* _THE TASK_: What you return should match the entries below exactly, only without the images.

Top of EXERCISE INPUTS

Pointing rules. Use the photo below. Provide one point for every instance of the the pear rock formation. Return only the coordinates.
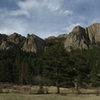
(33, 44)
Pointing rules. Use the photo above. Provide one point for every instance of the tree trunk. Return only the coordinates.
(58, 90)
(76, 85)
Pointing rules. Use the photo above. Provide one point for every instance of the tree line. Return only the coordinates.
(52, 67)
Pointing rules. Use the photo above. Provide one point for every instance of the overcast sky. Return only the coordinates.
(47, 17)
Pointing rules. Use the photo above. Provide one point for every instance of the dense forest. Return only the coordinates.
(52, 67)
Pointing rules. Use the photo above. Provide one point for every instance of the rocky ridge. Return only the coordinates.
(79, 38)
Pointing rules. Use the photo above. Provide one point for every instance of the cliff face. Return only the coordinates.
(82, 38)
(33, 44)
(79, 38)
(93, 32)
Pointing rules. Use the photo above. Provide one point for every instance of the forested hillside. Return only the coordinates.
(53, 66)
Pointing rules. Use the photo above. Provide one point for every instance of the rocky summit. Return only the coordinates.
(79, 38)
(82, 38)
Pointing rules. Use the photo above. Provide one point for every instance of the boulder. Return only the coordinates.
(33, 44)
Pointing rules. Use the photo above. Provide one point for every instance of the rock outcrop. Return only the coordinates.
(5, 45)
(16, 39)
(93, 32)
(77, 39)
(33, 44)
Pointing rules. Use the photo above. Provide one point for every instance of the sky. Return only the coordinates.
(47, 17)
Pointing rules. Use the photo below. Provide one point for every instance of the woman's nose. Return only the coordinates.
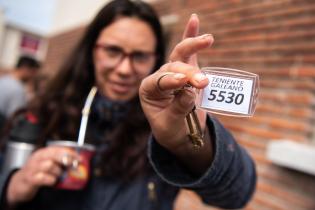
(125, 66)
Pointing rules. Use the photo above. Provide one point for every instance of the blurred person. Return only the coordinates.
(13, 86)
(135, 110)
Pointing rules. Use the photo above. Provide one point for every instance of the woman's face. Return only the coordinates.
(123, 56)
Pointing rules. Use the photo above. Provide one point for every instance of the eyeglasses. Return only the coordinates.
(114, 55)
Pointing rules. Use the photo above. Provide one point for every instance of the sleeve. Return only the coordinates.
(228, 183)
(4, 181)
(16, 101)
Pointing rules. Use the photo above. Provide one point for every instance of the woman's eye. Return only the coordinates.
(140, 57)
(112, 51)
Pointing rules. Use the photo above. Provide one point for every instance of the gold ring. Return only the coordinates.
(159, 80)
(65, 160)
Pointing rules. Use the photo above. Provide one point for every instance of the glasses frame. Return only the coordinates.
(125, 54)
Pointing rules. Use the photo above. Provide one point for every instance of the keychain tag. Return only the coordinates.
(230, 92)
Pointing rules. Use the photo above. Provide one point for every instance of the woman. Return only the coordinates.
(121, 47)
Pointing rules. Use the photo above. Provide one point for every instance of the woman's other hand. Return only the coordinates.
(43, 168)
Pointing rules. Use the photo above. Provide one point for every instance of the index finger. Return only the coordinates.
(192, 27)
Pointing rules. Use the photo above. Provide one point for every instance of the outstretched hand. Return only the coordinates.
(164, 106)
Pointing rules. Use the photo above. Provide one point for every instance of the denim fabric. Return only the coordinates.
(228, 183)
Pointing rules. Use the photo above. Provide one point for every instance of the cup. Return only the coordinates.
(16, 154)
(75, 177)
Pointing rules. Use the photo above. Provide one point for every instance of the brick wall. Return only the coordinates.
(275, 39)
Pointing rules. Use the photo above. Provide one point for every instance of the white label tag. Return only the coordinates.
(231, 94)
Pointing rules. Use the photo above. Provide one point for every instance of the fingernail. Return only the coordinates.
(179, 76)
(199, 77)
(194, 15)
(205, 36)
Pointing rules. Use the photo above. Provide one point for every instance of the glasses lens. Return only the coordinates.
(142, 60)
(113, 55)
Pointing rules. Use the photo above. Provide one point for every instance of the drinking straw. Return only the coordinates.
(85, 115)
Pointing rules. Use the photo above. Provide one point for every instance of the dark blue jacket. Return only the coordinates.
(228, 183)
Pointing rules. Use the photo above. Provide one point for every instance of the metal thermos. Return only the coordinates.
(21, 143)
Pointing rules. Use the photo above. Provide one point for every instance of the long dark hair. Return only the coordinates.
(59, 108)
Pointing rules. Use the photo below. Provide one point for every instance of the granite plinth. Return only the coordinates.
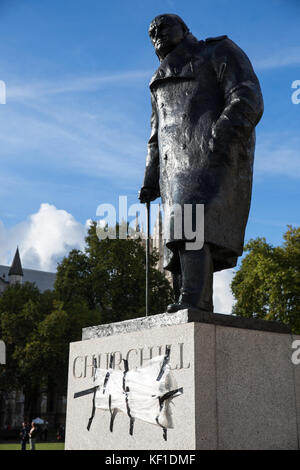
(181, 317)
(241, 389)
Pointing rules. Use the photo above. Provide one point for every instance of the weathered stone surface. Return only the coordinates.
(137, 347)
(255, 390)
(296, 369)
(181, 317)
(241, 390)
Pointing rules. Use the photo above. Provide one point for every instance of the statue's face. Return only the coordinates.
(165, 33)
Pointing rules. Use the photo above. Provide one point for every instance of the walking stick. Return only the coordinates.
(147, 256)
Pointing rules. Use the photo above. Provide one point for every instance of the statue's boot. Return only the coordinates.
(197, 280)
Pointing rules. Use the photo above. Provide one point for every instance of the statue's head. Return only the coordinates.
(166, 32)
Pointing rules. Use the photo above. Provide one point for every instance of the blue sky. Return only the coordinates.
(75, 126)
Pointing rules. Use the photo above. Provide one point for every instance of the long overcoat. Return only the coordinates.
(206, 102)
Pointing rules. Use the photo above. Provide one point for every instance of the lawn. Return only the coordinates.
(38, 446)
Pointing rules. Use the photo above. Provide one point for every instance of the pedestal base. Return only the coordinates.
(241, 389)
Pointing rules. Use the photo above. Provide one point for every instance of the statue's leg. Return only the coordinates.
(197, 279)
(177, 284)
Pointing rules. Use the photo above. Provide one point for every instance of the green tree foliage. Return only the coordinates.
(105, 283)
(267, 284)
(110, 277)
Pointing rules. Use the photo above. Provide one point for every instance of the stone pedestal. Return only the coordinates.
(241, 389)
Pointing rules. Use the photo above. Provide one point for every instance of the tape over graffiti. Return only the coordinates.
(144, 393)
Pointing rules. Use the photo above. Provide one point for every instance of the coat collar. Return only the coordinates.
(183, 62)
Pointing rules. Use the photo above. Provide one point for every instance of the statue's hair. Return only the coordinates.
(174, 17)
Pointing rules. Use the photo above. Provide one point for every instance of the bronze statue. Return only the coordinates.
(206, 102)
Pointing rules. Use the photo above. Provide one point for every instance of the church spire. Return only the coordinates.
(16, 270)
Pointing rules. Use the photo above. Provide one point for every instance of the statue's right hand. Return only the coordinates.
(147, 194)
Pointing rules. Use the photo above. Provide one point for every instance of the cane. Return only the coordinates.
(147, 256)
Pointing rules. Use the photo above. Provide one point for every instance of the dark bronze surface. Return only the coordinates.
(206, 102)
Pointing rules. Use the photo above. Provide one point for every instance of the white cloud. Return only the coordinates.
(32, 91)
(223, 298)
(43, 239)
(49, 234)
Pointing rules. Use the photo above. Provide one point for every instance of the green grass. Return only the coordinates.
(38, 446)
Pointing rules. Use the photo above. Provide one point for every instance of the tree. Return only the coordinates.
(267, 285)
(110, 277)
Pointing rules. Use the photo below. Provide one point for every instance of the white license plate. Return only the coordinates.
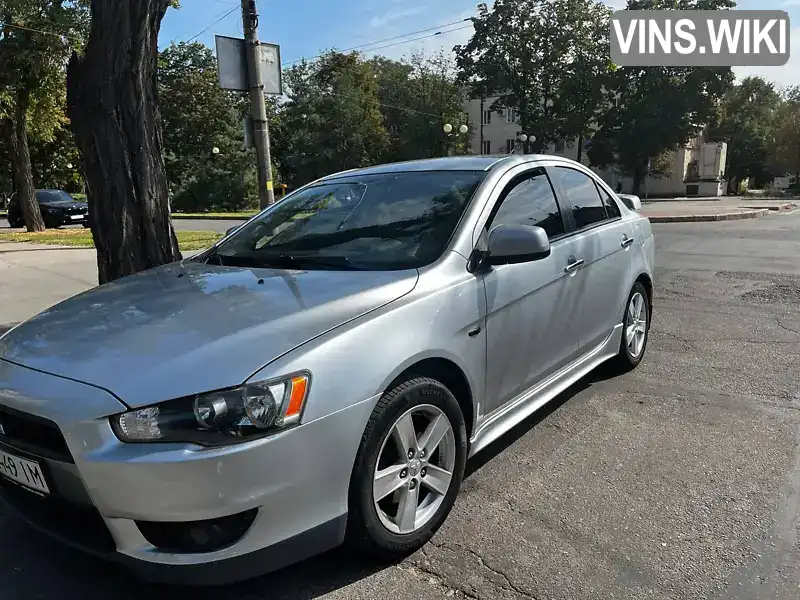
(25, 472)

Bottom of EXERCISE INPUTS

* _WRITTEN RESPONSE_:
Pointing rules. Use the photo below. Provide one point for every instance of the the pear rock formation. Return only the coordinates.
(33, 44)
Pointing rules. Use the photo above. Provide one point for every instance of the tree trunk. Return only the coordinates.
(58, 90)
(76, 85)
Pointing rules. Use the photo above. Provide one point for every instance of the tree line. Return only the coordinates.
(52, 67)
Pointing rules. Use the photo above. Provide one point for every instance of the overcast sky. Return only the coordinates.
(47, 17)
Pointing rules. Use the photo above. Provide one point for every instance of the dense forest. Return only the coordinates.
(52, 67)
Pointing rules. Use the photo above. Provide one point for every instance of the rocky ridge. Return only the coordinates.
(79, 38)
Pointing rules. Use the photo above. Provide one point for every instance of the cliff face. Return only the coordinates.
(82, 38)
(33, 44)
(79, 38)
(93, 32)
Pointing rules. Use the photo above. Provide one point for every instance of the forested hillside. Return only the coordinates.
(53, 66)
Pointing rules. Use the photo above. Provide one point for every instance of the rocky summit. Return only the coordinates.
(79, 38)
(82, 38)
Pointing rules. Use the photo above. Provide one point for every instance of the boulder. Return only the coordinates.
(33, 44)
Pointing rules. Use the photo above. Provide one point for every instance of the rock outcrop. Return only the coordinates.
(5, 45)
(16, 39)
(93, 32)
(77, 39)
(33, 44)
Pointing rules. Use the photo above. Provide one point for every instance of the sky. Return only the coordinates.
(47, 17)
Pointing rules. Use the photo below. Provide one point for every instance of the woman's nose. Return only the coordinates.
(125, 66)
Pointing rules. Use the photo above. Provide one point for every instance of the blurred person. Return only the coordinates.
(13, 86)
(135, 110)
Pointing rules. Use the photo above. Provide one point for every instance of the woman's face. Return only the coordinates.
(123, 56)
Pointing rules. Use the photo above. Provide one point for every instance of the eyeglasses. Return only the coordinates.
(114, 55)
Pointing rules. Use the photo above. Provide one point for every instance of the sleeve. Return only the coordinates.
(228, 183)
(4, 181)
(16, 101)
Pointing rules. Use the photo above. Provide one point for every instance of the woman's eye. Return only the coordinates.
(140, 57)
(112, 51)
Pointing rules. Use the photo above. Provide one point for every instance of the gold ring. Return only the coordinates.
(159, 80)
(65, 160)
Pointing rules. Use the photo above. Provide one point for every instance of the glasses frame. Return only the coordinates.
(125, 54)
Pointing rules. Use the photo above. Provide one point for every instance of the keychain tag. Return only the coordinates.
(230, 92)
Pointing rules. Use the photo above. Provide one point for every instance of the woman. Return only the coordinates.
(121, 47)
Pointing rules. Use the photo above. Provide one point for every instance of the woman's other hand. Return only the coordinates.
(43, 168)
Pointing rules. Use the photo above. Provide one point for every instance of the index finger. Return only the coordinates.
(192, 27)
Pointing rules. Use the photo above. Provide one point for every instance of the outstretched hand. Return only the coordinates.
(164, 106)
Pointing rules. Use the photo above. Provide one point for every instance of the denim fabric. Return only the coordinates.
(228, 183)
Pointing rules. Use the photo above. Provide one point for every instance of the cup. Return only the coordinates.
(16, 154)
(75, 177)
Pointing rules. Use the photo above. Provide one point for every instance of the brick wall. Return only the coordinates.
(275, 39)
Pointing rules. Use the photo above. Provide one point for every instance of the white label tag. Return only the coordinates.
(231, 94)
Pointing rules. Use the photo above. Provide one point for every instance of the fingernail. Return only the coordinates.
(179, 76)
(199, 77)
(194, 15)
(205, 36)
Pointing rules. Use the photo above. Provide one point for every instance of the glasses lens. Return only the coordinates.
(142, 60)
(113, 55)
Pointing rules. Use the photo above. Provide one point for every instance of the drinking straw. Return only the coordinates.
(85, 115)
Pointing rules. Use the photo above. Provide one point for every instance of the dark blue jacket. Return only the coordinates.
(228, 183)
Pointing rules. Use the photo above. Provide one point for every instance of the metal thermos. Return only the coordinates.
(21, 143)
Pointing rules. Use the photo above. Provide one point for every instance of the long dark hair. Return only the coordinates.
(59, 108)
Pointing rules. Use the photo below. Provide one point for every instance of the granite plinth. Return only the coordinates.
(181, 317)
(241, 389)
Pointing rules. Use the photo above. Provide one point for every instance of the weathered stone surface. Return only the coordinates.
(137, 347)
(255, 390)
(296, 369)
(181, 317)
(241, 390)
Pointing rules. Use the photo above. Provide one point for every instance of the statue's face. Return only the coordinates.
(165, 33)
Pointing rules. Use the photo above. Provide one point for every instance of the walking stick. Return only the coordinates.
(147, 256)
Pointing rules. Use the photo above. Provide one point for every instance of the statue's boot. Return only the coordinates.
(197, 280)
Pointing rules. Use the photo above. Provide one point for every instance of the statue's head. Return only the coordinates.
(166, 32)
Pointing rules. Use the photo above. Provide one point for every instance of the blue sky. Return only the coordinates.
(75, 126)
Pointing rules. Use the photo above. Provide one point for every instance of the long overcoat. Return only the coordinates.
(206, 102)
Pointing rules. Use the photo above. Provide one point for every instance of the lawn. Return only the coordinates.
(38, 446)
Pointing rules. Use the photo above. Provide one point for every instance of the pedestal base. Return only the coordinates.
(241, 389)
Pointing rules. Use the photo above. Provide one point for every instance of the statue's leg. Return only the coordinates.
(197, 279)
(177, 284)
Pointing rules. Use the photo above. Provide one point for every instance of the green tree foliage. Return only the coordinates.
(105, 283)
(267, 284)
(110, 277)
Pointing rules. Use the photo above. Provide one point for every instance of the stone pedestal. Return only the coordinates.
(241, 389)
Pointing rules. Use the photo above. Provide one point for every instance of the tape over graffiti. Return only the coordinates.
(144, 393)
Pointing rules. Use the photo above. Provide one point for every instance of the coat collar. Return only the coordinates.
(183, 62)
Pointing rules. Use the photo above. Provide one point for every instance of the statue's hair. Return only the coordinates.
(174, 17)
Pointing rules. Use the photo above. Provide one point for every instance of the bronze statue. Return only the coordinates.
(206, 102)
Pointing rules. Use the photo above. Provide one point for every instance of the church spire. Return only the coordinates.
(16, 270)
Pointing rules. Use the photo above. Provide one point for every instance of the statue's right hand. Return only the coordinates.
(147, 194)
Pointing rules. Use the photo above. Provide one point for every instance of the cane. Return only the coordinates.
(147, 256)
Pointing rules. Use the photo above. Provide one point for every instance of the dark bronze surface. Return only the coordinates.
(206, 102)
Pointing rules. Use the photo above. Provide one point for every instance of the white cloud. Return only the coordinates.
(32, 91)
(223, 298)
(43, 239)
(49, 234)
Pointing rules. Use the photo above. Provide one point for every instance of the green grass. Return only the coordinates.
(38, 446)
Pointing rules. Use the photo above. Provide one point for every instance of the tree. Return only the coordinates.
(267, 285)
(110, 277)
Pointing rules. Use the photo below. Provide one point for every instance of the white license plate. Return only the coordinates.
(25, 472)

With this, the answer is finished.